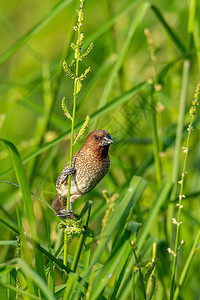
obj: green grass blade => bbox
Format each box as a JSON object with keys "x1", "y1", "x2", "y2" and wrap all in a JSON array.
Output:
[
  {"x1": 63, "y1": 273, "x2": 78, "y2": 300},
  {"x1": 74, "y1": 176, "x2": 146, "y2": 299},
  {"x1": 0, "y1": 139, "x2": 45, "y2": 280},
  {"x1": 0, "y1": 280, "x2": 9, "y2": 300},
  {"x1": 0, "y1": 0, "x2": 73, "y2": 66},
  {"x1": 0, "y1": 139, "x2": 38, "y2": 240},
  {"x1": 151, "y1": 5, "x2": 186, "y2": 55},
  {"x1": 83, "y1": 1, "x2": 137, "y2": 49},
  {"x1": 18, "y1": 259, "x2": 55, "y2": 300},
  {"x1": 0, "y1": 281, "x2": 41, "y2": 300},
  {"x1": 90, "y1": 231, "x2": 131, "y2": 299},
  {"x1": 173, "y1": 230, "x2": 200, "y2": 300},
  {"x1": 136, "y1": 181, "x2": 172, "y2": 253},
  {"x1": 93, "y1": 3, "x2": 149, "y2": 128},
  {"x1": 71, "y1": 201, "x2": 92, "y2": 272}
]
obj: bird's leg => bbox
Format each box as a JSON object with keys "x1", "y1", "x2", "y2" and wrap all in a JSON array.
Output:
[{"x1": 61, "y1": 168, "x2": 76, "y2": 184}]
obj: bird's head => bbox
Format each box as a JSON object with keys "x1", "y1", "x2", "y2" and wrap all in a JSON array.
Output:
[{"x1": 83, "y1": 130, "x2": 113, "y2": 157}]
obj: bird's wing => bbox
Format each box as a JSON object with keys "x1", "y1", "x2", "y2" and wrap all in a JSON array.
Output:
[{"x1": 56, "y1": 150, "x2": 80, "y2": 189}]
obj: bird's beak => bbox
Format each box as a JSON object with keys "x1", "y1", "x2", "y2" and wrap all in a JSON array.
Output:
[{"x1": 101, "y1": 133, "x2": 113, "y2": 146}]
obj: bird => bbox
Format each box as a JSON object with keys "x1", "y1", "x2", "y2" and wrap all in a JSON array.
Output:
[{"x1": 51, "y1": 130, "x2": 113, "y2": 218}]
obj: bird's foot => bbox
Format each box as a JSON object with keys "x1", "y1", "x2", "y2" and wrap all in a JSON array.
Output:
[
  {"x1": 56, "y1": 202, "x2": 73, "y2": 218},
  {"x1": 61, "y1": 168, "x2": 76, "y2": 183}
]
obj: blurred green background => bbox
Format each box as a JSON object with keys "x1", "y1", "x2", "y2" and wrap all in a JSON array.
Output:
[{"x1": 0, "y1": 0, "x2": 200, "y2": 299}]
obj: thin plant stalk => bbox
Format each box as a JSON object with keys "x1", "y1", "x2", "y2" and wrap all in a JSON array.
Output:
[
  {"x1": 168, "y1": 84, "x2": 200, "y2": 300},
  {"x1": 62, "y1": 0, "x2": 93, "y2": 277},
  {"x1": 71, "y1": 201, "x2": 92, "y2": 272},
  {"x1": 167, "y1": 60, "x2": 190, "y2": 240},
  {"x1": 63, "y1": 25, "x2": 80, "y2": 272}
]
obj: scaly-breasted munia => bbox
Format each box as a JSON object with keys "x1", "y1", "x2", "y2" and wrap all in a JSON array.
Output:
[{"x1": 52, "y1": 130, "x2": 113, "y2": 217}]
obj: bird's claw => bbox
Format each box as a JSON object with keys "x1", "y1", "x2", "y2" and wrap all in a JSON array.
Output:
[
  {"x1": 56, "y1": 202, "x2": 73, "y2": 218},
  {"x1": 61, "y1": 167, "x2": 76, "y2": 183}
]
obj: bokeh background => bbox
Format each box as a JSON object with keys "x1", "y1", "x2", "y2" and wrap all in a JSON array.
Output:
[{"x1": 0, "y1": 0, "x2": 200, "y2": 299}]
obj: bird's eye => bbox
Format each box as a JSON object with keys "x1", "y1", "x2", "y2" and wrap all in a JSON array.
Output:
[{"x1": 94, "y1": 135, "x2": 101, "y2": 141}]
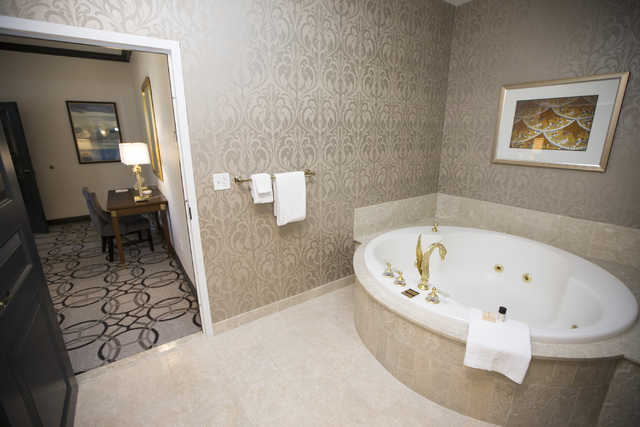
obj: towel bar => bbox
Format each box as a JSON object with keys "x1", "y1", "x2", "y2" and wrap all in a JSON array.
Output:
[{"x1": 233, "y1": 169, "x2": 316, "y2": 184}]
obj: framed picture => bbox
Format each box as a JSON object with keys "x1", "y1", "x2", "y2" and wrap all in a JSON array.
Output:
[
  {"x1": 142, "y1": 77, "x2": 164, "y2": 181},
  {"x1": 491, "y1": 71, "x2": 629, "y2": 172},
  {"x1": 67, "y1": 101, "x2": 122, "y2": 164}
]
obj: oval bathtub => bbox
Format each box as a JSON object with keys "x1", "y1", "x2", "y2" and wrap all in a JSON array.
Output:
[{"x1": 364, "y1": 226, "x2": 638, "y2": 344}]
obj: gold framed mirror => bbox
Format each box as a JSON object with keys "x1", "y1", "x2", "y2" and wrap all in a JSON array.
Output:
[{"x1": 142, "y1": 77, "x2": 164, "y2": 181}]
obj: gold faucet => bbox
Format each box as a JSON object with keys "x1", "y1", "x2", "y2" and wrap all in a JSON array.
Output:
[{"x1": 418, "y1": 240, "x2": 447, "y2": 291}]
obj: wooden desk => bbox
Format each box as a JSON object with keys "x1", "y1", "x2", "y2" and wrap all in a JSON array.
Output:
[{"x1": 107, "y1": 187, "x2": 173, "y2": 270}]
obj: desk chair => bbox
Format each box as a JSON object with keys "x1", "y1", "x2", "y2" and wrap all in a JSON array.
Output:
[{"x1": 82, "y1": 187, "x2": 153, "y2": 262}]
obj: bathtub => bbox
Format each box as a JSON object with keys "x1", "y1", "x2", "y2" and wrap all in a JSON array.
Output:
[{"x1": 364, "y1": 226, "x2": 638, "y2": 344}]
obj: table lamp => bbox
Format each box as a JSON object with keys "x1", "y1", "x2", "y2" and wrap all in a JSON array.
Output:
[{"x1": 118, "y1": 142, "x2": 151, "y2": 203}]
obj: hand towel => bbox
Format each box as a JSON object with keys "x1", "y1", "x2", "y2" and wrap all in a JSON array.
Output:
[
  {"x1": 249, "y1": 173, "x2": 273, "y2": 205},
  {"x1": 464, "y1": 308, "x2": 531, "y2": 384},
  {"x1": 273, "y1": 172, "x2": 307, "y2": 225}
]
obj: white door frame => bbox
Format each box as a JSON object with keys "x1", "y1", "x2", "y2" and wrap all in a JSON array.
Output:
[{"x1": 0, "y1": 16, "x2": 213, "y2": 337}]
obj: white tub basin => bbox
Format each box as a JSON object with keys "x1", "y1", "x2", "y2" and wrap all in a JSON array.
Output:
[{"x1": 364, "y1": 226, "x2": 638, "y2": 344}]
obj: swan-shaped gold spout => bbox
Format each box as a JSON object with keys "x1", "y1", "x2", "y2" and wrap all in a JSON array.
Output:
[{"x1": 418, "y1": 240, "x2": 447, "y2": 291}]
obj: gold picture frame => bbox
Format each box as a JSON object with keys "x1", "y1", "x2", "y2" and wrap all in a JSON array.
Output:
[
  {"x1": 491, "y1": 71, "x2": 629, "y2": 172},
  {"x1": 142, "y1": 77, "x2": 164, "y2": 181}
]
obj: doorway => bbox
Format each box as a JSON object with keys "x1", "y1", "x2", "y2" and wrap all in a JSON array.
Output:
[{"x1": 0, "y1": 17, "x2": 212, "y2": 372}]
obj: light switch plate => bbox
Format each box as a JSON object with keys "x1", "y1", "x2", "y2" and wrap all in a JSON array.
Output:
[{"x1": 213, "y1": 173, "x2": 231, "y2": 190}]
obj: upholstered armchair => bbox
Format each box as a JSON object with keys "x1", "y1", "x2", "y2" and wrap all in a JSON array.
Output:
[{"x1": 82, "y1": 187, "x2": 153, "y2": 262}]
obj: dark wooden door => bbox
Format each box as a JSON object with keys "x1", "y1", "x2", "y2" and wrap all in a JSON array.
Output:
[
  {"x1": 0, "y1": 113, "x2": 77, "y2": 427},
  {"x1": 0, "y1": 102, "x2": 49, "y2": 233}
]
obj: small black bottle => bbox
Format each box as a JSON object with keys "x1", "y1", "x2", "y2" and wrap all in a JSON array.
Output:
[{"x1": 496, "y1": 306, "x2": 507, "y2": 322}]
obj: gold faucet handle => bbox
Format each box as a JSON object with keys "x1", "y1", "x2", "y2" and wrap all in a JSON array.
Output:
[
  {"x1": 431, "y1": 286, "x2": 449, "y2": 298},
  {"x1": 382, "y1": 262, "x2": 394, "y2": 277}
]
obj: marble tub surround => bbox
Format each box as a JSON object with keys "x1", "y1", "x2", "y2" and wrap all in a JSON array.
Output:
[
  {"x1": 353, "y1": 193, "x2": 640, "y2": 268},
  {"x1": 353, "y1": 193, "x2": 437, "y2": 239},
  {"x1": 355, "y1": 283, "x2": 624, "y2": 426},
  {"x1": 354, "y1": 226, "x2": 640, "y2": 426}
]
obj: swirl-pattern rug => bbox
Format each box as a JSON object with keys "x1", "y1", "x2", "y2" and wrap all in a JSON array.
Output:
[{"x1": 35, "y1": 221, "x2": 202, "y2": 374}]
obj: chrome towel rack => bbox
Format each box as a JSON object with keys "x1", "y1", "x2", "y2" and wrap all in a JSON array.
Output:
[{"x1": 233, "y1": 169, "x2": 316, "y2": 184}]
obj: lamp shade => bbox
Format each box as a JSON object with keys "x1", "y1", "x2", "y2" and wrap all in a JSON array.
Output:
[{"x1": 118, "y1": 142, "x2": 151, "y2": 165}]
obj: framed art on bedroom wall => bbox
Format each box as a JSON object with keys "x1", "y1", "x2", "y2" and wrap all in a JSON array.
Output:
[
  {"x1": 67, "y1": 101, "x2": 122, "y2": 164},
  {"x1": 491, "y1": 71, "x2": 629, "y2": 172}
]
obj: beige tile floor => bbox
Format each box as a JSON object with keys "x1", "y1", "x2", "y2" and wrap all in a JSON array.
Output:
[{"x1": 75, "y1": 285, "x2": 491, "y2": 427}]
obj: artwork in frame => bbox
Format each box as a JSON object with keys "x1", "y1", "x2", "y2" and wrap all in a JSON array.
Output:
[
  {"x1": 67, "y1": 101, "x2": 122, "y2": 164},
  {"x1": 142, "y1": 77, "x2": 164, "y2": 181},
  {"x1": 491, "y1": 71, "x2": 629, "y2": 172}
]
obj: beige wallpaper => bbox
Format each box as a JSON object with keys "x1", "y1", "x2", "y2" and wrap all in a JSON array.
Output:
[
  {"x1": 439, "y1": 0, "x2": 640, "y2": 228},
  {"x1": 0, "y1": 0, "x2": 455, "y2": 322}
]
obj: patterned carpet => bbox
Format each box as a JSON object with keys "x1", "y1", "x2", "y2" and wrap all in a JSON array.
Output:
[{"x1": 35, "y1": 221, "x2": 202, "y2": 374}]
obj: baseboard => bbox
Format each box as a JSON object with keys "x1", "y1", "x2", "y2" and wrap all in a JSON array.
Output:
[
  {"x1": 47, "y1": 215, "x2": 91, "y2": 225},
  {"x1": 213, "y1": 275, "x2": 355, "y2": 335},
  {"x1": 173, "y1": 251, "x2": 198, "y2": 301}
]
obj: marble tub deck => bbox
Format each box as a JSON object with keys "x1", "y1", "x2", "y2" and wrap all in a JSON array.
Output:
[
  {"x1": 75, "y1": 285, "x2": 492, "y2": 427},
  {"x1": 354, "y1": 218, "x2": 640, "y2": 426}
]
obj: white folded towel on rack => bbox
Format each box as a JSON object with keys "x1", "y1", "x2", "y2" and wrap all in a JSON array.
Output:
[
  {"x1": 464, "y1": 308, "x2": 531, "y2": 384},
  {"x1": 249, "y1": 173, "x2": 273, "y2": 205},
  {"x1": 273, "y1": 172, "x2": 307, "y2": 225}
]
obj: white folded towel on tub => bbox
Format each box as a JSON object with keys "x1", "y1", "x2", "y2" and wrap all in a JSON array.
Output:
[
  {"x1": 273, "y1": 172, "x2": 307, "y2": 225},
  {"x1": 464, "y1": 308, "x2": 531, "y2": 384},
  {"x1": 249, "y1": 173, "x2": 273, "y2": 205}
]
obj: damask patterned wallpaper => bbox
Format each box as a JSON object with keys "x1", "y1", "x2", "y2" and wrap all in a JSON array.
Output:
[
  {"x1": 0, "y1": 0, "x2": 455, "y2": 322},
  {"x1": 439, "y1": 0, "x2": 640, "y2": 228}
]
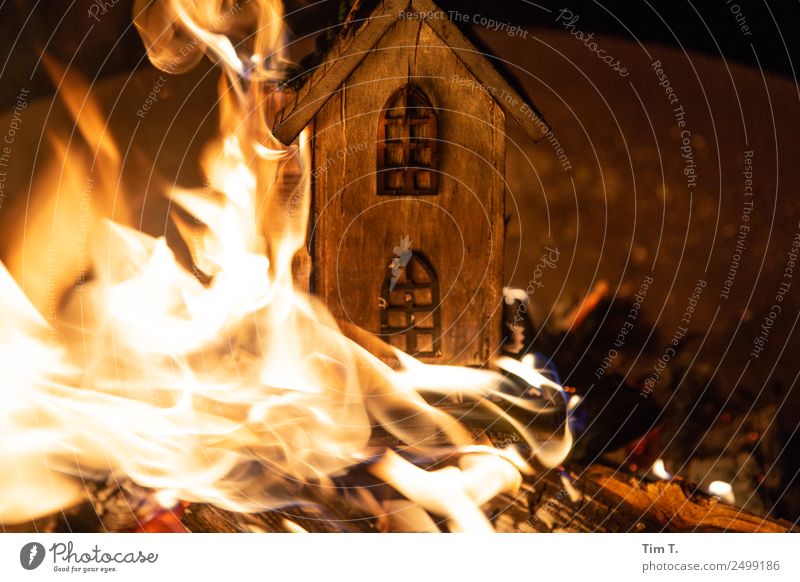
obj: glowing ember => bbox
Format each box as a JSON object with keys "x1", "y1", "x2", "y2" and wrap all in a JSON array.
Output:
[{"x1": 0, "y1": 0, "x2": 571, "y2": 531}]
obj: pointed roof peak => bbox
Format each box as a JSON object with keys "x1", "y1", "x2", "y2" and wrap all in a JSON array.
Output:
[{"x1": 273, "y1": 0, "x2": 550, "y2": 144}]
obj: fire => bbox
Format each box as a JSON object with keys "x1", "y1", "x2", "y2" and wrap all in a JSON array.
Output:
[{"x1": 0, "y1": 0, "x2": 571, "y2": 531}]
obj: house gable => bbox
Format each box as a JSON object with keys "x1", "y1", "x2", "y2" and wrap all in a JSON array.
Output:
[
  {"x1": 310, "y1": 19, "x2": 505, "y2": 364},
  {"x1": 273, "y1": 0, "x2": 549, "y2": 144}
]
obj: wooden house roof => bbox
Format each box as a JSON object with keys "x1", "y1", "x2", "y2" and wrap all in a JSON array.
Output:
[{"x1": 273, "y1": 0, "x2": 550, "y2": 144}]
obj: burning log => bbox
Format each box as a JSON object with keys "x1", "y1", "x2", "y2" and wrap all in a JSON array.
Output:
[{"x1": 494, "y1": 465, "x2": 796, "y2": 533}]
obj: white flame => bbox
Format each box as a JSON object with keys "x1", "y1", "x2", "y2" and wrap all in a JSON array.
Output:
[{"x1": 0, "y1": 0, "x2": 572, "y2": 531}]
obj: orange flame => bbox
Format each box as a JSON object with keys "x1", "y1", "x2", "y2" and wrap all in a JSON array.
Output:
[{"x1": 0, "y1": 0, "x2": 571, "y2": 531}]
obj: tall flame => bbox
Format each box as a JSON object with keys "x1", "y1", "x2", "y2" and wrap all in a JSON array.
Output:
[{"x1": 0, "y1": 0, "x2": 571, "y2": 530}]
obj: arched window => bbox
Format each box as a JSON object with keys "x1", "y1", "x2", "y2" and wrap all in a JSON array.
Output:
[
  {"x1": 380, "y1": 252, "x2": 442, "y2": 358},
  {"x1": 377, "y1": 85, "x2": 439, "y2": 196}
]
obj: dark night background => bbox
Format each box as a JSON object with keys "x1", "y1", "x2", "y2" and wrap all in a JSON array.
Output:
[{"x1": 0, "y1": 0, "x2": 800, "y2": 520}]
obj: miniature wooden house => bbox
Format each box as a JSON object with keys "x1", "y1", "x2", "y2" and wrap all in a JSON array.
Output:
[{"x1": 274, "y1": 0, "x2": 548, "y2": 365}]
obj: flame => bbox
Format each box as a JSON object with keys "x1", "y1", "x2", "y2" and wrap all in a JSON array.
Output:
[{"x1": 0, "y1": 0, "x2": 571, "y2": 531}]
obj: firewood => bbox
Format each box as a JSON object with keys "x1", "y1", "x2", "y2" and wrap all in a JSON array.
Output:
[{"x1": 493, "y1": 466, "x2": 796, "y2": 533}]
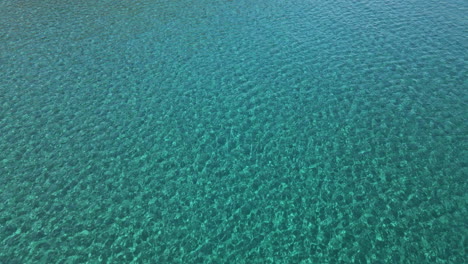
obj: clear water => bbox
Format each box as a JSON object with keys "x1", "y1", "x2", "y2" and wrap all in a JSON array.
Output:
[{"x1": 0, "y1": 0, "x2": 468, "y2": 264}]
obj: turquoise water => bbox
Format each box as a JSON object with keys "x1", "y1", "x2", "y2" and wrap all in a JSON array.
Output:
[{"x1": 0, "y1": 0, "x2": 468, "y2": 264}]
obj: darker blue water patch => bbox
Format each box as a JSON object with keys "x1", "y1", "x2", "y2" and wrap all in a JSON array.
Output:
[{"x1": 0, "y1": 0, "x2": 468, "y2": 264}]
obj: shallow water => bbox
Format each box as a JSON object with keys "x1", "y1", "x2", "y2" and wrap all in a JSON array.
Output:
[{"x1": 0, "y1": 0, "x2": 468, "y2": 264}]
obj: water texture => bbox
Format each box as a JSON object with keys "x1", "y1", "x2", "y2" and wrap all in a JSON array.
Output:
[{"x1": 0, "y1": 0, "x2": 468, "y2": 264}]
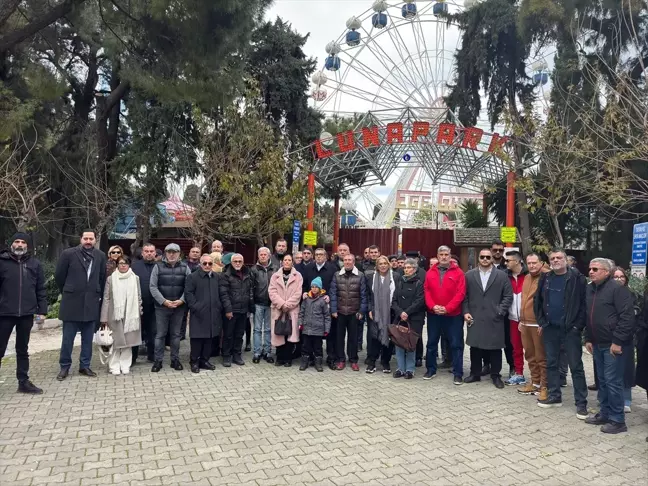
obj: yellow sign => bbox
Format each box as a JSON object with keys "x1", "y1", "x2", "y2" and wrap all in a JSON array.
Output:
[
  {"x1": 304, "y1": 231, "x2": 317, "y2": 246},
  {"x1": 500, "y1": 226, "x2": 517, "y2": 243}
]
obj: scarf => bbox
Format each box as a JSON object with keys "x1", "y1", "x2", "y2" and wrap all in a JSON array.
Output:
[
  {"x1": 110, "y1": 268, "x2": 140, "y2": 334},
  {"x1": 373, "y1": 270, "x2": 395, "y2": 346}
]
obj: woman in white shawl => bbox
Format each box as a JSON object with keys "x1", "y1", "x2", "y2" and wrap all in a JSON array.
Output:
[
  {"x1": 366, "y1": 255, "x2": 396, "y2": 373},
  {"x1": 101, "y1": 255, "x2": 142, "y2": 375}
]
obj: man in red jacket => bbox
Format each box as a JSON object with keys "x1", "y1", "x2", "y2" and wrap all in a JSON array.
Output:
[{"x1": 423, "y1": 246, "x2": 466, "y2": 385}]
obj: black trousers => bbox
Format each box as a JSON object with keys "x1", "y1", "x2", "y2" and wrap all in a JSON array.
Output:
[
  {"x1": 133, "y1": 306, "x2": 157, "y2": 363},
  {"x1": 326, "y1": 317, "x2": 337, "y2": 364},
  {"x1": 483, "y1": 319, "x2": 513, "y2": 366},
  {"x1": 470, "y1": 347, "x2": 502, "y2": 378},
  {"x1": 0, "y1": 315, "x2": 34, "y2": 382},
  {"x1": 367, "y1": 338, "x2": 394, "y2": 369},
  {"x1": 189, "y1": 338, "x2": 212, "y2": 363},
  {"x1": 302, "y1": 334, "x2": 324, "y2": 358},
  {"x1": 222, "y1": 312, "x2": 249, "y2": 357},
  {"x1": 337, "y1": 314, "x2": 360, "y2": 363}
]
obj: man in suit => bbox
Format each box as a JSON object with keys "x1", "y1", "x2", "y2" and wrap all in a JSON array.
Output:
[
  {"x1": 54, "y1": 230, "x2": 106, "y2": 381},
  {"x1": 463, "y1": 249, "x2": 513, "y2": 388}
]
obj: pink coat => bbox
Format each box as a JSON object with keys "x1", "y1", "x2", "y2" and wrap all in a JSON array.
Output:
[{"x1": 268, "y1": 268, "x2": 304, "y2": 346}]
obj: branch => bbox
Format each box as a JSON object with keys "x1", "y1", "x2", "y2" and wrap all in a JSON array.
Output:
[{"x1": 0, "y1": 0, "x2": 85, "y2": 53}]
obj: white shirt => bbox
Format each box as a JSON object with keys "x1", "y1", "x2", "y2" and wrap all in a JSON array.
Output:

════════

_The request:_
Give back exactly the lines beginning at the one with "obj: black trousers => bbox" and ending at the final line of the material; both boundary lines belong in it.

_Expected answer:_
obj: black trousers => bbox
Format each box as a JSON object with keys "x1", "y1", "x2", "y2" and wrap all in a JSON array.
Output:
[
  {"x1": 133, "y1": 306, "x2": 157, "y2": 363},
  {"x1": 326, "y1": 317, "x2": 337, "y2": 364},
  {"x1": 483, "y1": 319, "x2": 513, "y2": 366},
  {"x1": 470, "y1": 347, "x2": 502, "y2": 378},
  {"x1": 0, "y1": 315, "x2": 34, "y2": 382},
  {"x1": 367, "y1": 338, "x2": 394, "y2": 369},
  {"x1": 189, "y1": 338, "x2": 212, "y2": 363},
  {"x1": 302, "y1": 334, "x2": 324, "y2": 358},
  {"x1": 222, "y1": 312, "x2": 249, "y2": 357},
  {"x1": 337, "y1": 314, "x2": 360, "y2": 363}
]
obj: man in suit => bbox
Format each box as a JSON object with keys "x1", "y1", "x2", "y2" and wrap all in a JSON array.
Output:
[
  {"x1": 54, "y1": 230, "x2": 106, "y2": 381},
  {"x1": 463, "y1": 249, "x2": 513, "y2": 388}
]
obj: pink coat => bbox
Format each box as a JSON object with keys "x1", "y1", "x2", "y2" and wrap all in a JSON array.
Output:
[{"x1": 268, "y1": 268, "x2": 304, "y2": 346}]
obj: branch => bbox
Format each box as a JSON object with keys "x1", "y1", "x2", "y2" and wrap all in a JSON array.
Output:
[{"x1": 0, "y1": 0, "x2": 85, "y2": 53}]
obj: white shirt => bbox
Format each box as a JSON object with keys "x1", "y1", "x2", "y2" and wrap all in a JSON array.
Output:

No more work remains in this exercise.